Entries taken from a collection
• • • •

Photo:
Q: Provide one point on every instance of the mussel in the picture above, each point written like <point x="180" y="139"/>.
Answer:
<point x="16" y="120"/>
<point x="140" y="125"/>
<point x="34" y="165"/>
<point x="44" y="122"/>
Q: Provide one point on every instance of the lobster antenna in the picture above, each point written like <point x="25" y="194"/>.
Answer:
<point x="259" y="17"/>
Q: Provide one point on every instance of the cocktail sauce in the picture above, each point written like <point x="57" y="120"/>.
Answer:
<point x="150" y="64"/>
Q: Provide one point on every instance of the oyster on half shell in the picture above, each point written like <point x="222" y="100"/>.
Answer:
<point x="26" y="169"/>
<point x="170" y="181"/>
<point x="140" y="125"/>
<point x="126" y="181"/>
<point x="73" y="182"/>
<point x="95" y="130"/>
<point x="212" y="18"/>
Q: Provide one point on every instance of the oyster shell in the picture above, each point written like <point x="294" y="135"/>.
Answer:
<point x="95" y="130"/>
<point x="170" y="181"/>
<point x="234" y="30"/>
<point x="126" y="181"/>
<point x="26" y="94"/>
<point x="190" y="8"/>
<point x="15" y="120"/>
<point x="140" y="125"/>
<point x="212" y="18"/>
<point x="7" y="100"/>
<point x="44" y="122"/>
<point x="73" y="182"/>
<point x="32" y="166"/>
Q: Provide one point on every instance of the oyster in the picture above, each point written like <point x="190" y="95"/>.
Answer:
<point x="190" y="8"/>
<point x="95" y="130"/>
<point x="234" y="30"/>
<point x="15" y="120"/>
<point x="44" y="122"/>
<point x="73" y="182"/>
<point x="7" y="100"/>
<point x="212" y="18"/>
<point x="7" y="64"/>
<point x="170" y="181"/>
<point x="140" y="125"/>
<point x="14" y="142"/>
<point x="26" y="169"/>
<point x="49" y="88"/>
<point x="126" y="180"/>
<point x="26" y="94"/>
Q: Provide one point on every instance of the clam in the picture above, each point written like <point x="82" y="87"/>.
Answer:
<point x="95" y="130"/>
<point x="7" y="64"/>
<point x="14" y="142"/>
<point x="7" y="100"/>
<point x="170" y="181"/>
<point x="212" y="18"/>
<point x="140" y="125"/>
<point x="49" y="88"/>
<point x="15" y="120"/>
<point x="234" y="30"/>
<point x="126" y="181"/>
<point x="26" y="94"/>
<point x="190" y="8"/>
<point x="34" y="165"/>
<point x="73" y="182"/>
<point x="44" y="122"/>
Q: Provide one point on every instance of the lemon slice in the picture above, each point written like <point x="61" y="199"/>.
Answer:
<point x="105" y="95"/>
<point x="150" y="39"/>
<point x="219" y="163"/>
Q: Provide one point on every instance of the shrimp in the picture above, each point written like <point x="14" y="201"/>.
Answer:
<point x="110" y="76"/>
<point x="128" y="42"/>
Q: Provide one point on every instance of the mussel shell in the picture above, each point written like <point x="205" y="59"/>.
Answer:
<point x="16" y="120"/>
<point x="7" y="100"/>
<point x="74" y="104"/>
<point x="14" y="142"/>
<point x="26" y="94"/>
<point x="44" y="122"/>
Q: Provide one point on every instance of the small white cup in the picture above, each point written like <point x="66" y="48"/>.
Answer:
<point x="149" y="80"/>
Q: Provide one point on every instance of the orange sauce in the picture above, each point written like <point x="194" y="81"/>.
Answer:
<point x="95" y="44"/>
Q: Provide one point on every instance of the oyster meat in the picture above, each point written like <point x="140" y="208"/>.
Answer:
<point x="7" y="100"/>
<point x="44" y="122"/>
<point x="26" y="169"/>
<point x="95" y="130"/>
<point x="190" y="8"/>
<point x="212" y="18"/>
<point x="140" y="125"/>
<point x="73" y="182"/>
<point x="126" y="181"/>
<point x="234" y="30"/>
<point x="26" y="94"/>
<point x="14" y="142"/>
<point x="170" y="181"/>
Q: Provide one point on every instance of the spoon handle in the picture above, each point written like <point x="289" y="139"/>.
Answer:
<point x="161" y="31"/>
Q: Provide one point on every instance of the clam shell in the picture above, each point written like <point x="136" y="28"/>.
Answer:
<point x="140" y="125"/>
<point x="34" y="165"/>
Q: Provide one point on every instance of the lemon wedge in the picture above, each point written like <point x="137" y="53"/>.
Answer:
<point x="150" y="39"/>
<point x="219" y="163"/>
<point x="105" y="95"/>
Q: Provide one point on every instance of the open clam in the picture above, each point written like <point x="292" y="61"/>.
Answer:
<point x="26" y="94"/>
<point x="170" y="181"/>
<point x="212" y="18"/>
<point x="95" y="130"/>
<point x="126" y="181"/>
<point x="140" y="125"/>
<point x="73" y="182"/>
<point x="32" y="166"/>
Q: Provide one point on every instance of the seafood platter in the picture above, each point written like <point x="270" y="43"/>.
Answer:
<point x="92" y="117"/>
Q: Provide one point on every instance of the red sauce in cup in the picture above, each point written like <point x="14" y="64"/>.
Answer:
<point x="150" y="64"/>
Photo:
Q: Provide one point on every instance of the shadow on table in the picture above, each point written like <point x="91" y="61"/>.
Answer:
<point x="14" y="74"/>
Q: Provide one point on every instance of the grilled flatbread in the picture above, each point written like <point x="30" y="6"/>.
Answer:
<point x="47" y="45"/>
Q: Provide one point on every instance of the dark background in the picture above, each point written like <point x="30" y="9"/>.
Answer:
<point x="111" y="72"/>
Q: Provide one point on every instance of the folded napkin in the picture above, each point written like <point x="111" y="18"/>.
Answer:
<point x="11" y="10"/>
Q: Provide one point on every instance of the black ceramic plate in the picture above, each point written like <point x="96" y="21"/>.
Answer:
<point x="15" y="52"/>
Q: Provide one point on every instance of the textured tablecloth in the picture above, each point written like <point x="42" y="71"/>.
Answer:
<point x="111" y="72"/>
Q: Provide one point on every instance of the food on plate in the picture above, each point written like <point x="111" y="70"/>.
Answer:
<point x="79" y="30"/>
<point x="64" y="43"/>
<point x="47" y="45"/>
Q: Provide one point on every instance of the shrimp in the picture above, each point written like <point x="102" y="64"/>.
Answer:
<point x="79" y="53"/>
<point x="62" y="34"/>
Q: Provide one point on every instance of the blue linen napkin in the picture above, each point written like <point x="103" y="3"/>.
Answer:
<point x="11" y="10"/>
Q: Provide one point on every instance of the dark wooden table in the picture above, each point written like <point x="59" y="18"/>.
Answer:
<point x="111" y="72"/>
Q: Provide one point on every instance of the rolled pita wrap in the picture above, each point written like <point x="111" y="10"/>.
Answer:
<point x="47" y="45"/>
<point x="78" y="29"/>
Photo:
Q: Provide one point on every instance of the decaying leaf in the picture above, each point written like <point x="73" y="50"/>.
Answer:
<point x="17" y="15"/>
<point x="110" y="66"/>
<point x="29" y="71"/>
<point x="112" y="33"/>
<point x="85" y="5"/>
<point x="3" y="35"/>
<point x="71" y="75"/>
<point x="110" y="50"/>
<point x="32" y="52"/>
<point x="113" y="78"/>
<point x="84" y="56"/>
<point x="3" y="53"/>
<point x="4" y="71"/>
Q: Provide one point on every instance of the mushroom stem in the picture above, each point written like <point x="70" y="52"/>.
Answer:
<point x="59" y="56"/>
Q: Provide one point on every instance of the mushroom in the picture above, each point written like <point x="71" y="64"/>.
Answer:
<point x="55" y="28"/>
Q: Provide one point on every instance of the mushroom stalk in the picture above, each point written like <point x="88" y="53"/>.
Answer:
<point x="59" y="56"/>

• • • •

WORK TO COMPLETE
Print back all the lines verbatim.

SOLUTION FOR THIS TASK
Photo:
Q: Provide one point on every instance of the mussel in the picture above, each point written like <point x="180" y="139"/>.
Answer:
<point x="16" y="120"/>
<point x="140" y="125"/>
<point x="34" y="165"/>
<point x="44" y="122"/>
Q: Provide one point on every instance of the lobster antenna in the picture above, each point written like <point x="25" y="194"/>.
Answer:
<point x="259" y="17"/>
Q: Provide one point on every instance of the cocktail sauce in the picture above, each point written like <point x="57" y="120"/>.
Answer:
<point x="150" y="64"/>
Q: Provide one point on every instance of the oyster on half shell in the picture above, each point written like <point x="222" y="100"/>.
Answer:
<point x="26" y="169"/>
<point x="170" y="181"/>
<point x="140" y="125"/>
<point x="126" y="181"/>
<point x="73" y="182"/>
<point x="95" y="130"/>
<point x="212" y="18"/>
Q: Provide one point on every instance of the oyster shell in the picture above, each point written like <point x="294" y="135"/>.
Answer:
<point x="95" y="130"/>
<point x="170" y="181"/>
<point x="234" y="30"/>
<point x="126" y="181"/>
<point x="26" y="94"/>
<point x="190" y="8"/>
<point x="15" y="120"/>
<point x="140" y="125"/>
<point x="212" y="18"/>
<point x="7" y="100"/>
<point x="44" y="122"/>
<point x="73" y="182"/>
<point x="32" y="166"/>
Q: Provide one point on every instance of the oyster in the picture above, each point written like <point x="190" y="95"/>.
Answer:
<point x="190" y="8"/>
<point x="95" y="130"/>
<point x="234" y="30"/>
<point x="15" y="120"/>
<point x="44" y="122"/>
<point x="73" y="182"/>
<point x="7" y="100"/>
<point x="212" y="18"/>
<point x="7" y="64"/>
<point x="170" y="181"/>
<point x="140" y="125"/>
<point x="14" y="142"/>
<point x="26" y="169"/>
<point x="49" y="88"/>
<point x="126" y="180"/>
<point x="26" y="94"/>
Q: Provide one point on every instance of the clam in the picture above, each point written like <point x="82" y="87"/>.
Answer:
<point x="95" y="130"/>
<point x="7" y="64"/>
<point x="14" y="142"/>
<point x="7" y="100"/>
<point x="170" y="181"/>
<point x="212" y="18"/>
<point x="140" y="125"/>
<point x="49" y="88"/>
<point x="15" y="120"/>
<point x="234" y="30"/>
<point x="126" y="181"/>
<point x="26" y="94"/>
<point x="190" y="8"/>
<point x="34" y="165"/>
<point x="73" y="182"/>
<point x="44" y="122"/>
Q: Provide one point on every instance of the lemon slice in the picture above, each point written like <point x="61" y="199"/>.
Answer:
<point x="105" y="95"/>
<point x="150" y="39"/>
<point x="219" y="163"/>
Q: Provide one point on every instance of the shrimp in the picture above, each point written like <point x="14" y="201"/>.
Answer:
<point x="110" y="76"/>
<point x="128" y="42"/>
Q: Provide one point on every instance of the mussel shell in the picture above, each point written like <point x="205" y="59"/>.
Answer:
<point x="16" y="120"/>
<point x="7" y="100"/>
<point x="74" y="104"/>
<point x="14" y="142"/>
<point x="26" y="94"/>
<point x="44" y="122"/>
Q: Provide one point on every instance of the small white cup in the picture above, each point written like <point x="66" y="48"/>.
Answer:
<point x="149" y="80"/>
Q: Provide one point on every instance of the orange sauce in the picture above, each point written like <point x="194" y="81"/>.
Answer:
<point x="95" y="44"/>
Q: Provide one point on every instance of the oyster meat in the picture above, each point written like <point x="140" y="208"/>.
Answer:
<point x="7" y="100"/>
<point x="44" y="122"/>
<point x="26" y="169"/>
<point x="95" y="130"/>
<point x="190" y="8"/>
<point x="212" y="18"/>
<point x="140" y="125"/>
<point x="73" y="182"/>
<point x="126" y="181"/>
<point x="234" y="30"/>
<point x="26" y="94"/>
<point x="14" y="142"/>
<point x="170" y="181"/>
Q: Provide one point on every instance of the spoon handle in the picture above, each point written like <point x="289" y="139"/>.
Answer:
<point x="161" y="31"/>
Q: Provide one point on every instance of the clam shell in the picture above, each point written like <point x="136" y="28"/>.
Answer:
<point x="140" y="125"/>
<point x="34" y="165"/>
Q: Provide one point on every instance of the lemon wedge in the picture above, each point written like <point x="137" y="53"/>.
Answer:
<point x="150" y="39"/>
<point x="219" y="163"/>
<point x="105" y="95"/>
Q: Provide one point on every instance of the open clam in the picture above, each point written like <point x="292" y="61"/>.
Answer:
<point x="26" y="94"/>
<point x="170" y="181"/>
<point x="212" y="18"/>
<point x="95" y="130"/>
<point x="126" y="181"/>
<point x="140" y="125"/>
<point x="73" y="182"/>
<point x="32" y="166"/>
Q: Provide one point on every instance of the seafood platter in the picture above, each point written like <point x="270" y="43"/>.
Answer:
<point x="92" y="117"/>
Q: Provide one point on every instance of the red sauce in cup in the picture above, each point written like <point x="14" y="64"/>.
Answer:
<point x="150" y="64"/>
Photo:
Q: Provide one point on every instance of the shadow on table in the picture above, each point written like <point x="91" y="61"/>.
Answer:
<point x="14" y="74"/>
Q: Provide one point on every instance of the grilled flatbread in the picture above, each point written like <point x="30" y="6"/>.
Answer:
<point x="47" y="45"/>
Q: Provide one point on every instance of the dark background in the picture above, each point written like <point x="30" y="9"/>.
Answer:
<point x="111" y="72"/>
Q: Provide one point on every instance of the folded napkin in the picture above, each point written like <point x="111" y="18"/>.
Answer:
<point x="11" y="10"/>
Q: Provide one point on every instance of the black ceramic plate in the picture above, each point written like <point x="96" y="21"/>.
Answer:
<point x="15" y="52"/>
Q: Provide one point on every instance of the textured tablecloth in the picture above, each point written like <point x="42" y="71"/>.
Answer:
<point x="111" y="72"/>
Q: Provide one point on every instance of the food on plate in the picture above, each point written like <point x="111" y="70"/>.
Answer:
<point x="79" y="30"/>
<point x="64" y="43"/>
<point x="47" y="45"/>
Q: Provide one point on every instance of the shrimp in the picture above, each point written like <point x="102" y="64"/>.
Answer:
<point x="79" y="53"/>
<point x="62" y="34"/>
Q: Provide one point on every instance of the blue linen napkin in the picture above, each point written like <point x="103" y="3"/>.
Answer:
<point x="11" y="10"/>
Q: Provide one point on every instance of the dark wooden table in the picture above, each point written like <point x="59" y="18"/>.
Answer:
<point x="111" y="72"/>
Q: Provide one point on every instance of the rolled pita wrap in the picture above, each point written like <point x="111" y="10"/>.
Answer:
<point x="47" y="45"/>
<point x="78" y="29"/>
Photo:
Q: Provide one point on every instance of the decaying leaf in the picture above, each point written like <point x="73" y="50"/>.
Answer:
<point x="17" y="15"/>
<point x="110" y="66"/>
<point x="29" y="71"/>
<point x="112" y="33"/>
<point x="85" y="5"/>
<point x="3" y="35"/>
<point x="71" y="75"/>
<point x="110" y="50"/>
<point x="32" y="52"/>
<point x="113" y="78"/>
<point x="84" y="56"/>
<point x="3" y="53"/>
<point x="4" y="71"/>
Q: Provide one point on every instance of the mushroom stem in the picture above, each point written like <point x="70" y="52"/>.
Answer:
<point x="59" y="56"/>
Q: Provide one point on every instance of the mushroom in the picture above, each point written like <point x="71" y="64"/>.
Answer:
<point x="55" y="28"/>
Q: Provide one point on every instance of the mushroom stalk in the picture above, each point written like <point x="88" y="53"/>.
Answer:
<point x="59" y="56"/>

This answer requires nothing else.